GIVEN TASK —
Rewrite the lines below with every "autumn tree" changed to "fall tree" and everything else unchanged, leaving the pictures out.

### INPUT

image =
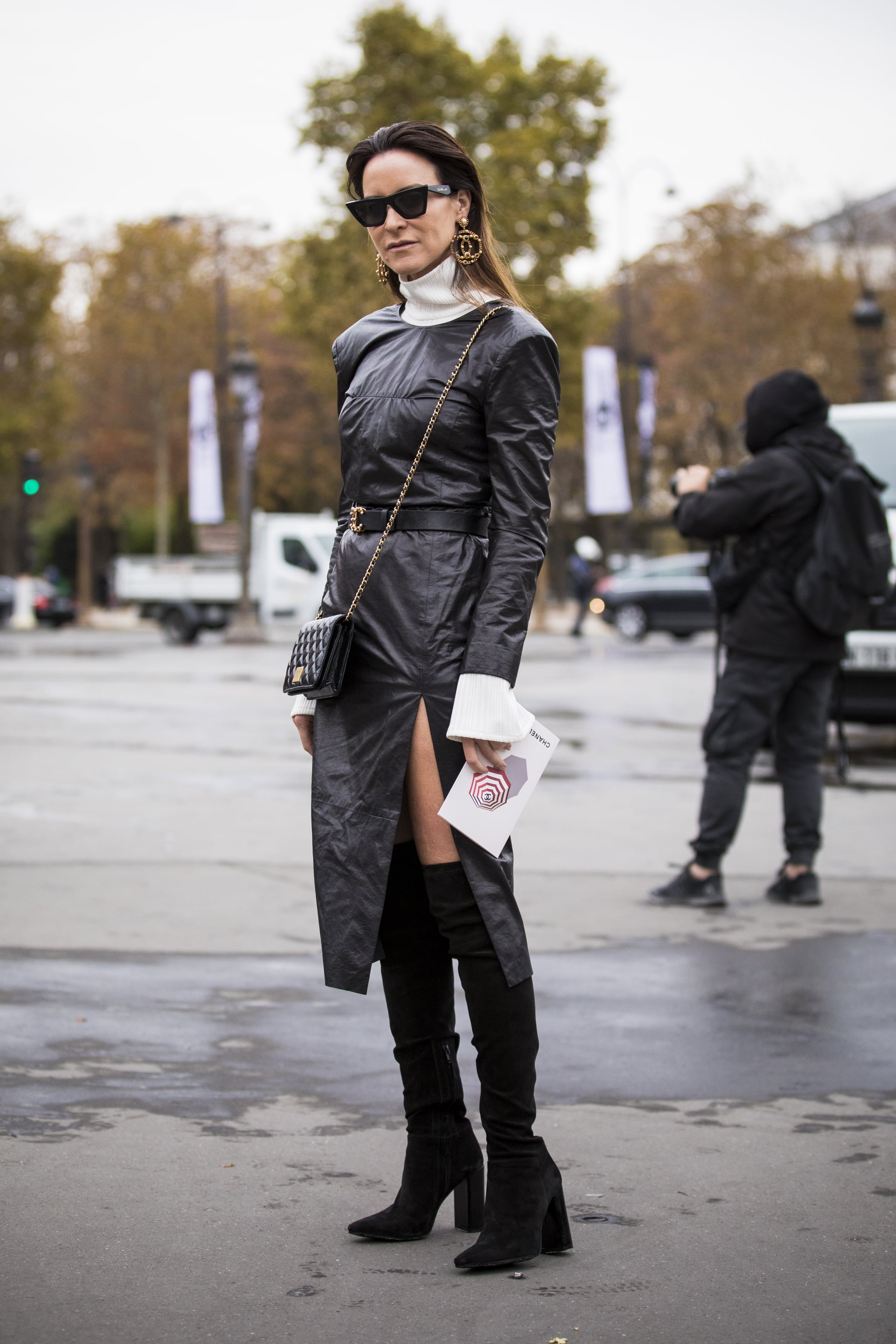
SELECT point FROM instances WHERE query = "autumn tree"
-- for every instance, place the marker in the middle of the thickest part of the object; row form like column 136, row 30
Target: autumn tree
column 534, row 132
column 730, row 299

######

TASK SOLUTION —
image =
SELECT point FROM instances WHERE query = "fall tree"
-- for every instance, place the marker in the middle of the thickest part of the object; row form like column 136, row 30
Target: fall tree
column 534, row 132
column 730, row 299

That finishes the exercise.